REQUEST 1:
Scale the listing below from the line with "the surfer is" up to and including its last line, and write out every one of those lines again, requests included. Multiply each bounding-box coordinate in the answers by 0.95 and round to whole numbers with halves rounded up, leaving the requests and their format samples unchanged.

SOURCE DOCUMENT:
--

Method and apparatus for pre-pressing fibrous materials during the manufacture of fiberboard materials

Abstract

A method for pre-pressing webs of lignocellulose-containing fibrous material is disclosed including forming the predetermined density, further compressing the mat without the addition of heat to a density approximating that of the predetermined density, and feeding the compressed mat to the finishing press while permiting the controlled expansion of the mat. Apparatus for pre-pressing the web of lignocellulose-containing fibrous material prior to the finishing press is also disclosed.

Description

FIELD OF THE INVENTION

The present invention relates to a method and apparatus for pre-pressing a mat formed from disintegrated lignocellulose-containing fibrous material prior to its final pressing during the continuous manufacture of board, such as fiberboard and particle board.

BACKGROUND OF THE INVENTION

Fiberboard is normally manufactured in the form of MDF (Medium Density Fiberboard). This material is a board product which is based on wood, and which in recent years has been used to a rapidly increasing extent. MDF is to be understood here as comprising fiberboard with a varying density, and which is manufactured according to the dry method. MDF is made from wood fibers, which are dried, glued, formed and pressed in a hot press in a known manner. Almost without exception the thus-formed fiber web or mat is a so-called single-layer board, i.e. it has a substantially homogeneous structure with uniform fiber distribution, uniform moisture content, and uniform glue addition across its thickness. The relatively dry surface layer of fluff fibers is thus exposed to both radiant heat and contact heat in the hot inlet to the hot press, which is normally a continuous press.

Particle board is manufactured in a similar way, and is now primarily built up as so-called triple-layer board, i.e. it comprises a central layer of coarse chips and two surface layers of fine chips. These layers are manufactured separately and, therefor, it is also possible to select different moisture contents and glue contents in the various layers. During the manufacture of particle board the surface layer is also exposed to the press heat, but is not dried out with the same intensity, because of the higher moisture content in the surface layers, and because of the more compact nature of the chip material.

During the manufacture of board of these and similar types, as mentioned, a web or mat is formed which is pre-pressed and possibly pre-heated prior to its being fed into the hot press, where the pressing is carried out at a controlled surface pressure and/or thickness at a temperature of between about 150° and 230°C and where conventional urea formaldehyde glues are used. (Other glues are also used, especially at higher board densities). In order to bring about the necessary board properties, a continuous press is required which is flexible, and at which, among other things, a high surface pressure can be applied at an early stage in the press. This implies at the same time, that the thickness of the mat, even at this early stage, is very close to the final pressed thickness, i.e. the mat thickness must be reduced very substantially in the press inlet.

In order to ensure that such a reduction in thickness takes place without destroying or attenuating the surface layers of the mat, the inlet portion must be long and preferably wedge-shaped, so as to provide the time required for air enclosed in the mat to be transported out of the mat in a gentle way. Such an inlet, however, causes the surface layer to be substantially heated and dried out at a location where the surface pressures required for compressing the mat are still very low. With this method, therefore, the surface particles become dried out, and therefore the glue also dries out and is inactivated, which results in an unsatisfactory hardness and strength of the surface layer. As a result, the surface layer obtained is often called a pre-hardening layer, because the glue therein has hardened and/or been dried out before sufficient surface pressures have arisen to bring about good contact between the fibers or particles. This surface layer must then be ground in a later production step, and therefore constitutes a substantial loss of raw material and a substantial increase in handling.

--

INPUT:

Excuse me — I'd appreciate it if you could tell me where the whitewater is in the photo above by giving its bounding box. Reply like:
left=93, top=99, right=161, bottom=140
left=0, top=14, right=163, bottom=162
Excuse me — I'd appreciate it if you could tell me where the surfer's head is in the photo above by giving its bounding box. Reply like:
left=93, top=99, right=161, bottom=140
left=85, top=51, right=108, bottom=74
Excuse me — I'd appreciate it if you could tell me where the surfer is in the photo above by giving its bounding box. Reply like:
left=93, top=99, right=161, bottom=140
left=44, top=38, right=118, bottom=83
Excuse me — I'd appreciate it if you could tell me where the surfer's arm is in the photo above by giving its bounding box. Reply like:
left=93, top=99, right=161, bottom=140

--

REQUEST 2:
In the fiberboard patent text, what temperature range is given for pressing in the hot press?

COMPLETE OUTPUT 1:
Excuse me — I'd appreciate it if you could tell me where the surfer is in the photo above by giving its bounding box. Reply like:
left=93, top=99, right=161, bottom=140
left=42, top=36, right=112, bottom=79
Excuse me — I'd appreciate it if you could tell me where the surfer's arm is in the photo above by giving its bounding box. Reply like:
left=93, top=99, right=161, bottom=140

COMPLETE OUTPUT 2:
Between about 150° and 230°C.